### Provided passage
--- START ---
To suit their narrative, the names of perpetrators (Tajmul alias JCB, Jamaluddin Sardar and suchlike) were inevitably Muslims. It didn’t help the TMC cause that its own legislator Hamidul Rahman was heard saying that flaying and flogging were compliant with Islamic law. Fully aware of the damage this was doing her party and her own image, Mamata reacted fast, and sacked the legislator. Her message was emphatic: the party had zero tolerance for all this.
After Sheikh Hasina fled Bangladesh to shelter in India and the Modi regime had to take responsibility for sealing and securing the border, beefing up surveillance and monitoring the movement of people to and from Bangladesh, the story has changed.
Taking advantage of the international crisis on the eastern border adjoining her state, Mamata has lobbed this live political grenade right back at the Centre. It’s now for Amit Shah and his minions to ensure the safety of the border and take the blame for infiltration or worse.
In doing this, Mamata has also sought to shrug off charges that the local police and administration winked at a steady flow of illegal migrants on her watch. As the crisis unfolds in Bangladesh, the pressure on the border is likely to intensify as more people try to flee the country into the Indian border states of West Bengal, Meghalaya, Mizoram, Assam and Tripura.
Whether it’s a trickle or a flood of people seeking safety in India, the job of policing the borders has now become the sole responsibility of the Modi government. Unlike in the past, the Modi regime will not be able to put the blame on the Mamata Banerjee government anymore for encouraging illegal infiltration.
It was easy and convenient to blame opposition parties that ruled West Bengal, namely the CPI(M)- led Left Front and now the Trinamool Congress, for illegal immigrants from Bangladesh and the alleged demographic transformation of Indian border states like Assam and West Bengal, which gave the BJP grounds for terrible laws like the Citizenship Amendment Act (CAA).
With state elections due in 2026, the Bangladesh crisis has become a domestic political issue in unexpected ways. The question of who polices the borders—and all the ensuing border blame game—should stop for now. It’s on the BSF and their minders in the Union home ministry. Mamata Banerjee has not only turned the tables on the BJP, she has also disarmed critics who have been accusing her of Muslim appeasement, even if they are not the so-called ‘registered’ BJP voters, listed by the panna pramukhs in every municipal ward and village across India.
On a different note, beleaguered as she might be, Mamata Banerjee is quick to take advantage of every opportunity and adroit at neutralising the negative impact of any incident. Her response to the horrific rape and murder of a postgraduate woman doctor at the staterun R.G. Kar Hospital & Medical College is a lesson in political management.
Acutely conscious of the public perception that women are no longer really safe in a West Bengal overtaken by lawless goons connected with her party, Mamata Banerjee has led a calibrated escalation of pressure on the city police to find and bring the culprit/ culprits to trial.
Her latest salvo is a threat, delivered as an ultimatum with a deadline: if the police fail to find the perpetrator/s, she will call in the CBI. For years, Mamata Banerjee has said the CBI is being misused by its controllers, namely the prime minister and his flunkeys for partisan purposes.
By invoking the CBI as an effective agency for the investigation of crime, Mamata Banerjee has challenged the BJP, proving she has nothing to fear from an ‘agency’ if it does its job and just that.
--- END ---
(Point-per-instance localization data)
--- START ---
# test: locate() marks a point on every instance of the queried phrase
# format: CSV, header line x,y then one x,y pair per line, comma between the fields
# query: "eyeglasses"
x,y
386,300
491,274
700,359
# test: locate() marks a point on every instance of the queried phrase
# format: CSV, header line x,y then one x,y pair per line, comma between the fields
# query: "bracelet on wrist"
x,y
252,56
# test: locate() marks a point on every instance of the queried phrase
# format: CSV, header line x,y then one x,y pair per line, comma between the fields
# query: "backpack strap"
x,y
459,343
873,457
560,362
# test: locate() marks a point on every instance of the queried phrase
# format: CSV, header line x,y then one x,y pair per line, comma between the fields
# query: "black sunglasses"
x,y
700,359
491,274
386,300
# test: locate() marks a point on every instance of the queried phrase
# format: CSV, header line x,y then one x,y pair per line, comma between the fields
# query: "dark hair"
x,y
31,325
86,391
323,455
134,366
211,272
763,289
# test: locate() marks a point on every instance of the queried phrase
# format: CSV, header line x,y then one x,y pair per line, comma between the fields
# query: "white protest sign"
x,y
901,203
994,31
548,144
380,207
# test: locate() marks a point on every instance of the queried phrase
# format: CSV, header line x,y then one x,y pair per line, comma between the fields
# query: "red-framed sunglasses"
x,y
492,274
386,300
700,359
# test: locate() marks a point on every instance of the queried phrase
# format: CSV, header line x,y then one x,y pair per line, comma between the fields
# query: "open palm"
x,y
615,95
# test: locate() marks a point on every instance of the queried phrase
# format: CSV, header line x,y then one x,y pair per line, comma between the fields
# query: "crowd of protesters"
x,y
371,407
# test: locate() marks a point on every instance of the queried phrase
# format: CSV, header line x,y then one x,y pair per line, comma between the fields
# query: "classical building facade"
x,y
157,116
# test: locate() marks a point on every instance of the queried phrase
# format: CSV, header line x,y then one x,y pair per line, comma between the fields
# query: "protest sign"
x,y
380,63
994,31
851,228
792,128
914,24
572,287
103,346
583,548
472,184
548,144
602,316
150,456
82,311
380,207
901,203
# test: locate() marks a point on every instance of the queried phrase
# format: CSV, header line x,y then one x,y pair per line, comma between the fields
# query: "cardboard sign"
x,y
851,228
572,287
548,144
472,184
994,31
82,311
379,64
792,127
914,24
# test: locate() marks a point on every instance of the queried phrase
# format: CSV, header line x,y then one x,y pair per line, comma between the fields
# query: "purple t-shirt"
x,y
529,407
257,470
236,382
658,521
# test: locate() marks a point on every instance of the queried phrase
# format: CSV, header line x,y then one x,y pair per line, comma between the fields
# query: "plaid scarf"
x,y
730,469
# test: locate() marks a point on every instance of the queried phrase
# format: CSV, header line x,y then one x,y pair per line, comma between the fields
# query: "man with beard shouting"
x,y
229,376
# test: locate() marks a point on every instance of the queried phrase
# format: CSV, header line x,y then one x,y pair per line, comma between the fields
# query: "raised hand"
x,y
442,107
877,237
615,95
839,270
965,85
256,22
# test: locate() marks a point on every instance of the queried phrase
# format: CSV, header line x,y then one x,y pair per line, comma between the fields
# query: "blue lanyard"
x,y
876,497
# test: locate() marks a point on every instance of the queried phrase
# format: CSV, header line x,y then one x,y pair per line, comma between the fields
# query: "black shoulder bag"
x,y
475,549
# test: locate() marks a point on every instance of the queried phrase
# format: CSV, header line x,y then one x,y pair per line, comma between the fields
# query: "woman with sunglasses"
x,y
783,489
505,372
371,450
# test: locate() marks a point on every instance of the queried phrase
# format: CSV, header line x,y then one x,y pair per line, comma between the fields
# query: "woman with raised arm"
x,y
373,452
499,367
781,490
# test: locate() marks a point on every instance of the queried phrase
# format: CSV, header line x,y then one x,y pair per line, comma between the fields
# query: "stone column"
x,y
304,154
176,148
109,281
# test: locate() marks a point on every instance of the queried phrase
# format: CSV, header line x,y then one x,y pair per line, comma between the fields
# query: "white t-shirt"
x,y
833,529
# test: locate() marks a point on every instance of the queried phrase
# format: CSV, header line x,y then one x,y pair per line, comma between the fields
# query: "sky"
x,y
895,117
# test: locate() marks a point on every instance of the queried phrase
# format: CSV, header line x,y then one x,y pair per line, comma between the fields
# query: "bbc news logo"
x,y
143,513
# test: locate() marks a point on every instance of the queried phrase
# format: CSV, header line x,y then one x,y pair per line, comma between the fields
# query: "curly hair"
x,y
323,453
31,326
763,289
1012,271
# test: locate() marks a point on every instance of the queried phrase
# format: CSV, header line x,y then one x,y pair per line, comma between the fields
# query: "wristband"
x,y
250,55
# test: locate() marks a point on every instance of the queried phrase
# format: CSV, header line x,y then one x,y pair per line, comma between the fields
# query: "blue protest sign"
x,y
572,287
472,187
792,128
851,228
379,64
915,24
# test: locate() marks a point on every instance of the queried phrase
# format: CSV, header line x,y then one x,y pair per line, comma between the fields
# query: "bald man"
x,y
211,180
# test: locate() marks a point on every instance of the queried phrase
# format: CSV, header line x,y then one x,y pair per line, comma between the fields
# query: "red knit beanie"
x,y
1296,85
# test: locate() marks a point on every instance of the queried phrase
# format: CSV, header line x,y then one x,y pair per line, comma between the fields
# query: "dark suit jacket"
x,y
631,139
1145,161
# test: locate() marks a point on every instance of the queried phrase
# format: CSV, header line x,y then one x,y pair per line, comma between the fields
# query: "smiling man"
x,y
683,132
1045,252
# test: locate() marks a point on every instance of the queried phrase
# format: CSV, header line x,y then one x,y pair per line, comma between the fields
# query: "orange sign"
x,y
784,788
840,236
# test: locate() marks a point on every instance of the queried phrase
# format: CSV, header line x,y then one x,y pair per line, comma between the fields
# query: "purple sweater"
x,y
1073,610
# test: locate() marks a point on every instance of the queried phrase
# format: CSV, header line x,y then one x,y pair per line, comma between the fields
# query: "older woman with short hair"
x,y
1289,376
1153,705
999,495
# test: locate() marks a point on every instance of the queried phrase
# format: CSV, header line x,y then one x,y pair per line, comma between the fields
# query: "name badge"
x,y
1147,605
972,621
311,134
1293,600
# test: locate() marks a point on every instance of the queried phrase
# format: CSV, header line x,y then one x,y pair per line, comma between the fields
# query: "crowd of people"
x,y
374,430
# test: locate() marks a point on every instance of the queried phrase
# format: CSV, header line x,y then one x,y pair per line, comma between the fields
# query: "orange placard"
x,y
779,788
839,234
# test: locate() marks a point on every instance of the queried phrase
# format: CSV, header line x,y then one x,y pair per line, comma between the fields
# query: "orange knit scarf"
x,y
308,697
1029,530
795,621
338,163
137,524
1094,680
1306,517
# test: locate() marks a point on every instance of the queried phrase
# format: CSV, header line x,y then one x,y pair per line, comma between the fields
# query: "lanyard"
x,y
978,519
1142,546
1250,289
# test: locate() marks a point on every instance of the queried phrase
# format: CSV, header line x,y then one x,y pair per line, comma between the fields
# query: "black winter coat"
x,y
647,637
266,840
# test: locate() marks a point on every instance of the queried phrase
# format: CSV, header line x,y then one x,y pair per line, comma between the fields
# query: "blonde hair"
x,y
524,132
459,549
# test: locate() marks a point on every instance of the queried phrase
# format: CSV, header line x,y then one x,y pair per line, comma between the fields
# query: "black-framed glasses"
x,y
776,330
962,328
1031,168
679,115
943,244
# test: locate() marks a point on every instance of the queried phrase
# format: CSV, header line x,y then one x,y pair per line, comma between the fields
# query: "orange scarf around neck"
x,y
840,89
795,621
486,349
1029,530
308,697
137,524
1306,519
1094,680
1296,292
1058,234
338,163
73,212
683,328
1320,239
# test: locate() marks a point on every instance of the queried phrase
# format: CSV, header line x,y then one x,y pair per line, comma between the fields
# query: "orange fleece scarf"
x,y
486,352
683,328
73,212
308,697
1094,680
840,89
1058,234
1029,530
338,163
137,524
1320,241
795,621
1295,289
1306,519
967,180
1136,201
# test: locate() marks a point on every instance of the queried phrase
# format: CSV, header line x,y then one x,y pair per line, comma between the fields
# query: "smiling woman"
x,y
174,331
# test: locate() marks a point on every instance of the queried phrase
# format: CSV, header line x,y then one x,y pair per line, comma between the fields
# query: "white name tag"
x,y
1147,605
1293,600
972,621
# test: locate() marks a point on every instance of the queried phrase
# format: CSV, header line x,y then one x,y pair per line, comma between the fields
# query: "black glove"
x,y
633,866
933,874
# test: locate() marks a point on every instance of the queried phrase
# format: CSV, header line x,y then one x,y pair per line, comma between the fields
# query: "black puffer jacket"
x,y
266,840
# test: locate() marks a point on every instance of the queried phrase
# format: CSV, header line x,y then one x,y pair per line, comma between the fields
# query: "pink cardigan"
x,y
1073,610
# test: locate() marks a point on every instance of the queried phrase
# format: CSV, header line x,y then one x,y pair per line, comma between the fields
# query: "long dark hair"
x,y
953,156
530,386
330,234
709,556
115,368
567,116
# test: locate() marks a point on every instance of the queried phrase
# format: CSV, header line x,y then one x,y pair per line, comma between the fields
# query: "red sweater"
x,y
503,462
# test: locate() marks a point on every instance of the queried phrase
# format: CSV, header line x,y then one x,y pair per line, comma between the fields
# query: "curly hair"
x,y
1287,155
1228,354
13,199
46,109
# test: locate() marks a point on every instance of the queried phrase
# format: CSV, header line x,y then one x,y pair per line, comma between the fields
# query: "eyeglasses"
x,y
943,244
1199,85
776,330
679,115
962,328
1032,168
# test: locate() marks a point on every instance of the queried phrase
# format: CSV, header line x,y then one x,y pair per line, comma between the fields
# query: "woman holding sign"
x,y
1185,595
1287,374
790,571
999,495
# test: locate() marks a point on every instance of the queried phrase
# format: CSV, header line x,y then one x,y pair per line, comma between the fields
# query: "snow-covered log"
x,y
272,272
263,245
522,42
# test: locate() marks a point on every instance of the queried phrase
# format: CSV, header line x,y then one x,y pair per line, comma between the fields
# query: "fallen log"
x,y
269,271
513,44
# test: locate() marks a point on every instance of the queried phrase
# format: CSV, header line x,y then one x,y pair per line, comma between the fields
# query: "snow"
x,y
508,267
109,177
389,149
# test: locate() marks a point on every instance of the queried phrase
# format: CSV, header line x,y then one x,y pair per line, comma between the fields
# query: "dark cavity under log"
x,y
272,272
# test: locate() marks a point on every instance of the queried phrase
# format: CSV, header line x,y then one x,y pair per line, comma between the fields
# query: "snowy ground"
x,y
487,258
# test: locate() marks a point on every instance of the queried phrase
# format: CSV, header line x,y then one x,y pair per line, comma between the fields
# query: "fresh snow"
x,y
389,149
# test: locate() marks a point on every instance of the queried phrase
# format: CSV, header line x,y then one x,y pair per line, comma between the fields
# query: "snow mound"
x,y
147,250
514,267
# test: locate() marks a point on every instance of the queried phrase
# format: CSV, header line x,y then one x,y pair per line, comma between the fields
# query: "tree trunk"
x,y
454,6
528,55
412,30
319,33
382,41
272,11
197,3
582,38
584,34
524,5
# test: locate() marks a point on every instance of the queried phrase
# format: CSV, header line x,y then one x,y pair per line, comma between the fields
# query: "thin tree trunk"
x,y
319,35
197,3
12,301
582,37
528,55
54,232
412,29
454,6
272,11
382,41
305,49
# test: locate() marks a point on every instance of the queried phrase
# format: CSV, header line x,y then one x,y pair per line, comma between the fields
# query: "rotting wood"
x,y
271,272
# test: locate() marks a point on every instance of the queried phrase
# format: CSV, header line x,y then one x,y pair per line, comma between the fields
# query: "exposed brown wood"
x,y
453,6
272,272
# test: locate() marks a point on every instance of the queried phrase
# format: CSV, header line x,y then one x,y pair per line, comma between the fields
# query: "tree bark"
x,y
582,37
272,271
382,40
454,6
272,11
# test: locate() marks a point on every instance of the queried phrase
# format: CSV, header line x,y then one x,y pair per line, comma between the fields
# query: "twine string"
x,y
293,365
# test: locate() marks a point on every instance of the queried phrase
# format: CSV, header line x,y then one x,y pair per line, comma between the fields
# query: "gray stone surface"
--- END ---
### Work instruction 1
Say whether each statement agrees with the commentary on Mamata Banerjee above, answering yes or no and quoting the deciding words: (a) Mamata sacked the legislator Hamidul Rahman. (b) State elections are due in 2025. (c) The doctor was killed at a private hospital.
### Work instruction 2
Repeat the part of the commentary on Mamata Banerjee above between "After Sheikh Hasina" and "Assam and Tripura.", inclusive.

### Answer area 1
(a) Yes: "Mamata reacted fast, and sacked the legislator."
(b) No: "With state elections due in 2026"
(c) No: "the staterun R.G. Kar Hospital & Medical College"

### Answer area 2
After Sheikh Hasina fled Bangladesh to shelter in India and the Modi regime had to take responsibility for sealing and securing the border, beefing up surveillance and monitoring the movement of people to and from Bangladesh, the story has changed.
Taking advantage of the international crisis on the eastern border adjoining her state, Mamata has lobbed this live political grenade right back at the Centre. It’s now for Amit Shah and his minions to ensure the safety of the border and take the blame for infiltration or worse.
In doing this, Mamata has also sought to shrug off charges that the local police and administration winked at a steady flow of illegal migrants on her watch. As the crisis unfolds in Bangladesh, the pressure on the border is likely to intensify as more people try to flee the country into the Indian border states of West Bengal, Meghalaya, Mizoram, Assam and Tripura.